### WHAT IS REQUIRED
Reproduce only the lines from the line containing "Where can the fingers" to the end of the entries below, including both of those lines.

· · · · · · ·

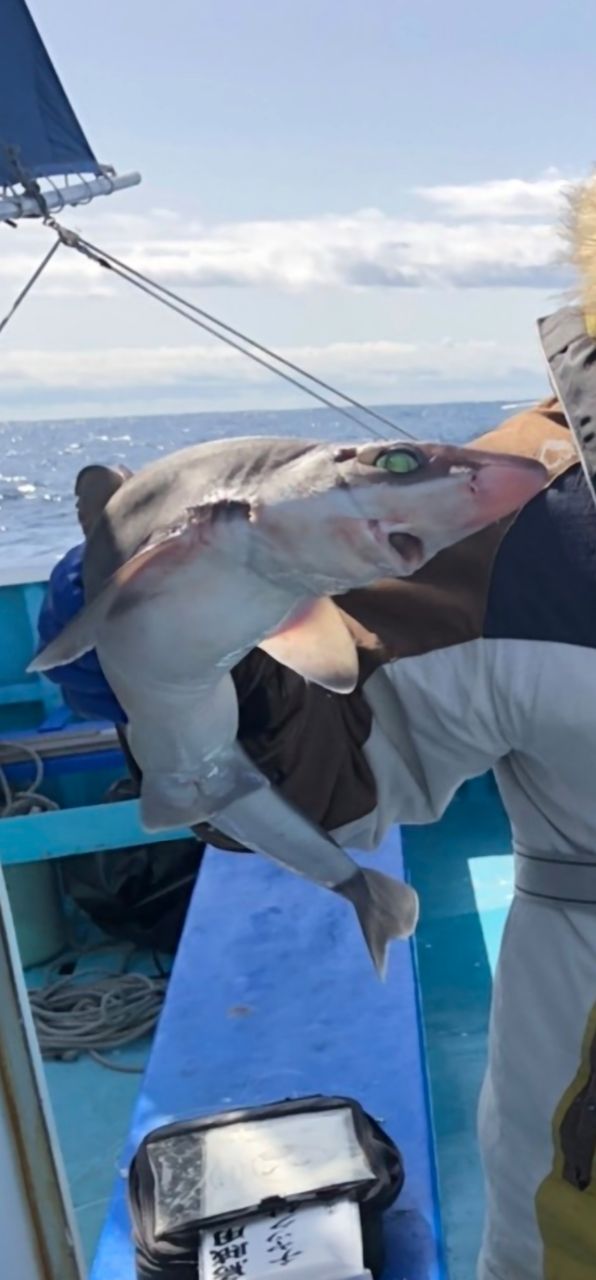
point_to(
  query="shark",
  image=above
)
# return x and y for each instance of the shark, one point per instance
(246, 543)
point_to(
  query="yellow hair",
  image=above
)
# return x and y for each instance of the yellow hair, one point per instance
(580, 234)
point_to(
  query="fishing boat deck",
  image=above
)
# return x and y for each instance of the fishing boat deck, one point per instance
(463, 873)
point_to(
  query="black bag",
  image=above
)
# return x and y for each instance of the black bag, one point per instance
(168, 1178)
(137, 895)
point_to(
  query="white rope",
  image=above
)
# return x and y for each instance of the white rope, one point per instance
(30, 284)
(30, 800)
(95, 1010)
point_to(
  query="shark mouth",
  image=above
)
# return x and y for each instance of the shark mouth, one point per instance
(406, 545)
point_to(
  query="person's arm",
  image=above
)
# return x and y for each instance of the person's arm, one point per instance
(82, 684)
(395, 750)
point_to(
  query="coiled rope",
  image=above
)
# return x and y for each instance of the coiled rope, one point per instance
(92, 1009)
(95, 1010)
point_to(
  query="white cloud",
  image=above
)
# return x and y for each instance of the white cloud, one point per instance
(367, 248)
(377, 366)
(507, 197)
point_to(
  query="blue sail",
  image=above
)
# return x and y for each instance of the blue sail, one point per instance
(40, 136)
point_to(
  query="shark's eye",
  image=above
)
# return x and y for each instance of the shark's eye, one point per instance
(399, 461)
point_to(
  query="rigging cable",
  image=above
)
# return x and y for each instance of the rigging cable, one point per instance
(30, 284)
(206, 321)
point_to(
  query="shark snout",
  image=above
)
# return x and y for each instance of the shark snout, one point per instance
(498, 484)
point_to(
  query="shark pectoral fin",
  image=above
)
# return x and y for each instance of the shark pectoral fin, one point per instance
(94, 488)
(169, 801)
(385, 908)
(317, 645)
(81, 632)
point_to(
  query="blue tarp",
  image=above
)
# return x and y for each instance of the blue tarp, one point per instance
(36, 118)
(273, 996)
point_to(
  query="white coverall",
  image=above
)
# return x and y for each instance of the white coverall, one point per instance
(527, 711)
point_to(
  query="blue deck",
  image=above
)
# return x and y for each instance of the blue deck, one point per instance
(276, 999)
(463, 874)
(290, 970)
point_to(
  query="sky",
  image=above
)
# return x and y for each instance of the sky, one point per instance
(371, 187)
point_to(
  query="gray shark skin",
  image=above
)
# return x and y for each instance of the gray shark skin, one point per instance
(234, 544)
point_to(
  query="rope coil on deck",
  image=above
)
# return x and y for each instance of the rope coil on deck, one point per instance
(96, 1010)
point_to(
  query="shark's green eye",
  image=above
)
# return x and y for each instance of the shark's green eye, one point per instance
(399, 461)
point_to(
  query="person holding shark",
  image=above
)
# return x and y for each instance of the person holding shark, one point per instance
(482, 657)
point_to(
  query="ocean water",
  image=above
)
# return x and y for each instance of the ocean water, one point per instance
(40, 461)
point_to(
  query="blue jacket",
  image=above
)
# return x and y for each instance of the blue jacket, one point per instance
(83, 685)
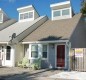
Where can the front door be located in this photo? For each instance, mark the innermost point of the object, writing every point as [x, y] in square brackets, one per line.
[61, 56]
[8, 56]
[0, 58]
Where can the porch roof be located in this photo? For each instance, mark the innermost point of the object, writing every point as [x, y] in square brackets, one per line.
[54, 30]
[6, 24]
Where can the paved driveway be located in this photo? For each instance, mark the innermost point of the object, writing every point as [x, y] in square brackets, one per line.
[26, 74]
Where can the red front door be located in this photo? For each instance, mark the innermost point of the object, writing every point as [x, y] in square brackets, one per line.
[61, 56]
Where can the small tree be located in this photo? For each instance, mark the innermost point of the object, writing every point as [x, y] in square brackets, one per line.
[83, 7]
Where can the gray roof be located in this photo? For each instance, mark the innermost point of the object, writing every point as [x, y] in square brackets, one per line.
[54, 30]
[18, 28]
[6, 24]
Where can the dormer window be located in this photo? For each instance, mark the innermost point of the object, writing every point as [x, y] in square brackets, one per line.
[65, 12]
[56, 13]
[61, 10]
[27, 13]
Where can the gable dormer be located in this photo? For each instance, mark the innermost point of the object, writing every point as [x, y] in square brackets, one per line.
[27, 13]
[61, 10]
[3, 16]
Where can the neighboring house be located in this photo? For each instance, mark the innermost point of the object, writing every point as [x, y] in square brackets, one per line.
[53, 40]
[39, 37]
[11, 50]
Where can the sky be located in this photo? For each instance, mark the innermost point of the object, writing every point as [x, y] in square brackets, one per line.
[42, 6]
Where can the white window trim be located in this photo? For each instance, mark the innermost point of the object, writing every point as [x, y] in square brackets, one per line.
[56, 10]
[27, 18]
[2, 17]
[30, 52]
[70, 14]
[47, 51]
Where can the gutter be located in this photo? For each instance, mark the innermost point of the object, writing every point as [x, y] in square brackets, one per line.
[55, 41]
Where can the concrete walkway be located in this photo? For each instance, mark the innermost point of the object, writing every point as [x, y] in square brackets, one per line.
[44, 74]
[26, 74]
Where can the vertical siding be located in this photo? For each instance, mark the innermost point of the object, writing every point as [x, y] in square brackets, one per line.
[79, 63]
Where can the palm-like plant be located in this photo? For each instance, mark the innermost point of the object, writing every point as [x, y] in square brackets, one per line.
[83, 7]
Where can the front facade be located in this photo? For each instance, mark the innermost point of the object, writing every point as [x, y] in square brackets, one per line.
[47, 43]
[37, 37]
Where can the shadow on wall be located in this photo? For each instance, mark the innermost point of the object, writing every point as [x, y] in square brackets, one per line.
[50, 38]
[78, 36]
[25, 76]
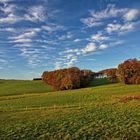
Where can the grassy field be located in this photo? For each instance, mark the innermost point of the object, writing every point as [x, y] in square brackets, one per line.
[16, 87]
[105, 112]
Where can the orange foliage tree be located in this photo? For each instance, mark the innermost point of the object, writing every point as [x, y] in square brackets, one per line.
[70, 78]
[129, 71]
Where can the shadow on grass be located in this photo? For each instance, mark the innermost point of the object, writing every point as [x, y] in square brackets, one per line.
[100, 82]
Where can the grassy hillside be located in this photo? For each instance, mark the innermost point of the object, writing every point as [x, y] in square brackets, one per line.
[16, 87]
[104, 112]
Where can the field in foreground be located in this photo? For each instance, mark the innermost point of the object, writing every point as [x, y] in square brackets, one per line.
[103, 112]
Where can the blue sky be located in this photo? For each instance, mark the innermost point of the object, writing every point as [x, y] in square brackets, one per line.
[39, 35]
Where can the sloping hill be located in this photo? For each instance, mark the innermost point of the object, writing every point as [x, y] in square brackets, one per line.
[103, 112]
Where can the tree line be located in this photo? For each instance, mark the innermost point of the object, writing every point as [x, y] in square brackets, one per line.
[127, 72]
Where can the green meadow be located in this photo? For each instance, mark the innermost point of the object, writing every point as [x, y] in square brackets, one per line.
[103, 111]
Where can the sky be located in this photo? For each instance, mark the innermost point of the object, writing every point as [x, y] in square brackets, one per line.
[43, 35]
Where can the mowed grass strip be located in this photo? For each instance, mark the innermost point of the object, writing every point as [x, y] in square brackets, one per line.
[16, 87]
[104, 112]
[103, 94]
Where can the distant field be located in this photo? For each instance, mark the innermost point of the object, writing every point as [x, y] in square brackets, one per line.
[15, 87]
[103, 112]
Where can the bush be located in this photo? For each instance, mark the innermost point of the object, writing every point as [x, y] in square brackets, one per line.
[70, 78]
[129, 71]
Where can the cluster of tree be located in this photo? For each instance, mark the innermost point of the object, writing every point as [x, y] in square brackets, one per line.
[129, 71]
[111, 74]
[70, 78]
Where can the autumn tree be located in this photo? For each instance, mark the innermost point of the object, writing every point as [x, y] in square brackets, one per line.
[129, 71]
[70, 78]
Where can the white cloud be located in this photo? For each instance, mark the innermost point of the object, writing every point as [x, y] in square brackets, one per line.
[11, 18]
[35, 13]
[120, 28]
[28, 34]
[89, 48]
[96, 17]
[52, 28]
[8, 29]
[131, 14]
[99, 37]
[103, 46]
[23, 40]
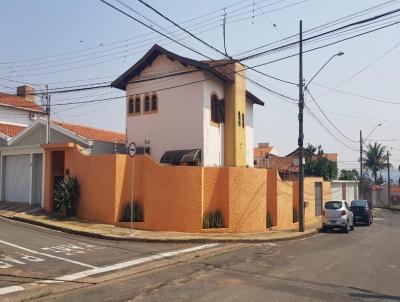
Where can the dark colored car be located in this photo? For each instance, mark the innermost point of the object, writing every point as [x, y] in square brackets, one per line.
[362, 212]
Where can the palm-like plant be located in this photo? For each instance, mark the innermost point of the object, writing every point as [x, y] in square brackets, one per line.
[375, 159]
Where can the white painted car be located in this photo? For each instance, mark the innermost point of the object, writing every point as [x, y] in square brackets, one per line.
[337, 214]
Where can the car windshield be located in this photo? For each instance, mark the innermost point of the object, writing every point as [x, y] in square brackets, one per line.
[333, 205]
[359, 203]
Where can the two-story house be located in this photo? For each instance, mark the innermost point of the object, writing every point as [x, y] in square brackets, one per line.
[184, 111]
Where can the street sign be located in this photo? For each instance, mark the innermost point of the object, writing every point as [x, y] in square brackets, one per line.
[132, 149]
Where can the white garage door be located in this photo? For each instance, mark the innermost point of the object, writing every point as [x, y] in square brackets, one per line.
[16, 186]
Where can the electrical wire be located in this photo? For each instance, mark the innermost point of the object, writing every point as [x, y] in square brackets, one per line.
[327, 118]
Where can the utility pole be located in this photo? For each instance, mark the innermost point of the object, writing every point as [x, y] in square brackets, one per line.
[389, 184]
[301, 134]
[360, 194]
[47, 115]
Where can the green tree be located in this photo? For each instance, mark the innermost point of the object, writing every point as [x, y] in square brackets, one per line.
[348, 174]
[375, 159]
[317, 165]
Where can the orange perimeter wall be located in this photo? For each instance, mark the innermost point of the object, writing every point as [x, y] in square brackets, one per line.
[174, 198]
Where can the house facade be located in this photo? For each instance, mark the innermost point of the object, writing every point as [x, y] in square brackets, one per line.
[17, 112]
[203, 114]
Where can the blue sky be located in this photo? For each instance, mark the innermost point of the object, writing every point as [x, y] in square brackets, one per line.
[85, 29]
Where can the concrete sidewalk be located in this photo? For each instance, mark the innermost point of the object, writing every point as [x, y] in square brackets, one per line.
[37, 216]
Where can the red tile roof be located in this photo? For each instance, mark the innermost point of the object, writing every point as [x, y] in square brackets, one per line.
[93, 133]
[10, 130]
[261, 151]
[19, 102]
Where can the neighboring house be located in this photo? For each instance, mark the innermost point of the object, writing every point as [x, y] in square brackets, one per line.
[378, 195]
[17, 112]
[22, 160]
[288, 166]
[344, 190]
[260, 154]
[203, 115]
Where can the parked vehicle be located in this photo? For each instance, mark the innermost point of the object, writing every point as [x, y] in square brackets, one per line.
[337, 214]
[362, 212]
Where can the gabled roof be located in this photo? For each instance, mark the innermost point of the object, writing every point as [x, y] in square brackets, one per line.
[150, 56]
[10, 130]
[19, 102]
[81, 133]
[219, 68]
[93, 133]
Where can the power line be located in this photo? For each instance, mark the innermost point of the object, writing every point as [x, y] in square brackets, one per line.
[363, 69]
[327, 118]
[327, 130]
[326, 45]
[208, 14]
[358, 95]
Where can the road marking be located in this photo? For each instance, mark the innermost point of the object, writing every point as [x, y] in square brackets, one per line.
[47, 255]
[117, 266]
[10, 289]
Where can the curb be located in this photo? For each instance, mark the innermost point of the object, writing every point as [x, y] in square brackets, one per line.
[164, 240]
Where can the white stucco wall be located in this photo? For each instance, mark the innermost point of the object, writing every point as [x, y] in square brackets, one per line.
[213, 133]
[249, 134]
[17, 116]
[178, 124]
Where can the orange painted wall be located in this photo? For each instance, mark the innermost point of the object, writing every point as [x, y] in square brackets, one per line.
[174, 198]
[170, 195]
[285, 204]
[96, 176]
[309, 196]
[216, 192]
[272, 194]
[247, 200]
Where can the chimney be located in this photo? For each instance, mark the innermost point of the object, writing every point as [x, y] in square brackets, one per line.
[27, 92]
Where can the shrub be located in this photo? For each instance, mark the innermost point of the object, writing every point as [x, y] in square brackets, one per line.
[269, 220]
[66, 196]
[137, 213]
[212, 220]
[295, 216]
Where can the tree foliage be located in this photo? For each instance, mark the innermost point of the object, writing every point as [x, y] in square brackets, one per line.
[375, 159]
[349, 174]
[317, 165]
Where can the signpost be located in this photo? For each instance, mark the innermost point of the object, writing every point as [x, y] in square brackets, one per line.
[132, 153]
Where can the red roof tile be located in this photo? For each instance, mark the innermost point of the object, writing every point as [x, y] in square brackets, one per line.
[19, 102]
[10, 130]
[261, 151]
[93, 133]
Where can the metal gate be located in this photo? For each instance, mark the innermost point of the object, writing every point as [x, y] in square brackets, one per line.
[318, 198]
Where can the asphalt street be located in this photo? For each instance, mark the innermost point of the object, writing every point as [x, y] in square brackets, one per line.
[361, 266]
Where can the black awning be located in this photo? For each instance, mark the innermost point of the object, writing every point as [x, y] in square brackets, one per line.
[178, 157]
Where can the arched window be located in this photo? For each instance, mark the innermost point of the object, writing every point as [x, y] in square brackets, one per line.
[146, 103]
[154, 102]
[214, 108]
[137, 104]
[130, 106]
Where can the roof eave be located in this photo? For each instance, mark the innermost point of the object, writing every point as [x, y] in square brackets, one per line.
[146, 60]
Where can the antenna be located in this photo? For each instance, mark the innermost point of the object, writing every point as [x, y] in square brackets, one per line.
[224, 32]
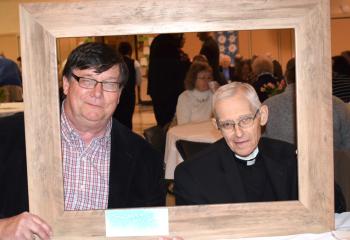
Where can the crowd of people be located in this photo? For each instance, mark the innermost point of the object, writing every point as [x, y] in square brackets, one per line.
[106, 165]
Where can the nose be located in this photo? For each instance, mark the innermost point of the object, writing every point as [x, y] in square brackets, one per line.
[238, 130]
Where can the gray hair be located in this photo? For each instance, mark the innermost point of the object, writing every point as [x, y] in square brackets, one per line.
[262, 64]
[232, 89]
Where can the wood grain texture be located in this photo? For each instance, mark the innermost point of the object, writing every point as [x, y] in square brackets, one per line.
[42, 23]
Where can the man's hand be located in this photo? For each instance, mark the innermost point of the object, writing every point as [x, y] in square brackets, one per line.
[24, 226]
[170, 238]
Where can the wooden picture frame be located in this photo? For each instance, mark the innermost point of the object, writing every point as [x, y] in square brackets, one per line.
[42, 23]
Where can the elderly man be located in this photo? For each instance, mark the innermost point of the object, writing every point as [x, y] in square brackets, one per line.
[105, 165]
[241, 167]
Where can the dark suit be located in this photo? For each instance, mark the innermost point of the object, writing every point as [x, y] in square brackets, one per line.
[212, 176]
[136, 169]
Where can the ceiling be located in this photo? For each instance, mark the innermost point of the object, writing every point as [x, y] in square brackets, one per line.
[340, 8]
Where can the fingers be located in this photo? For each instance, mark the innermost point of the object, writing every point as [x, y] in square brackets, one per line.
[170, 238]
[43, 230]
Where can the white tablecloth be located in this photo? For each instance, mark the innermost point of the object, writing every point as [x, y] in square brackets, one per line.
[197, 132]
[10, 108]
[342, 231]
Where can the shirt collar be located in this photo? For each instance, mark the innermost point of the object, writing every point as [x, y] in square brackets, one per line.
[250, 159]
[70, 134]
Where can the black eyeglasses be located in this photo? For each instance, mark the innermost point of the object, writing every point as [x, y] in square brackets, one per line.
[244, 122]
[89, 83]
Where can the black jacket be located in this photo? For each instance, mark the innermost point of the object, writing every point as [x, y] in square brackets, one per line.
[136, 169]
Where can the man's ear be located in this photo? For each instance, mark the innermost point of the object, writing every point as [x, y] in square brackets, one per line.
[65, 85]
[264, 115]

· · · · · · ·

### SOLUTION TO THIS PROBLEM
Where can the fingers be located in this photo? For each instance, mark the innermost point of the object, writing every point as [x, y] in square brackets, one per line.
[170, 238]
[43, 230]
Where can the white tablecloth be located in this photo? For each instance, mark the innermost point of the object, writing every point as [x, y] in square brackets, one per line.
[197, 132]
[10, 108]
[342, 231]
Where can the shirt collar be located in this photo? For each instance, mark the innermost point of the object, writing every point as [x, y] in square brackets, one per line.
[250, 159]
[70, 134]
Where can the black eyeglasses be located in this photo? For each instance, mark the innermost point of the object, writing every point as [x, y] in square brackets, one per line.
[244, 122]
[89, 83]
Where can the black jacket be located in this photo? For each instance, mark the innermost point of the object, writing every point as [x, y] in square brackets, one per line.
[136, 169]
Where can the man's ear be located in this photo? For each instance, mark the innermost point of the object, writing every point as [x, y] in square brackets, one per line.
[65, 85]
[264, 115]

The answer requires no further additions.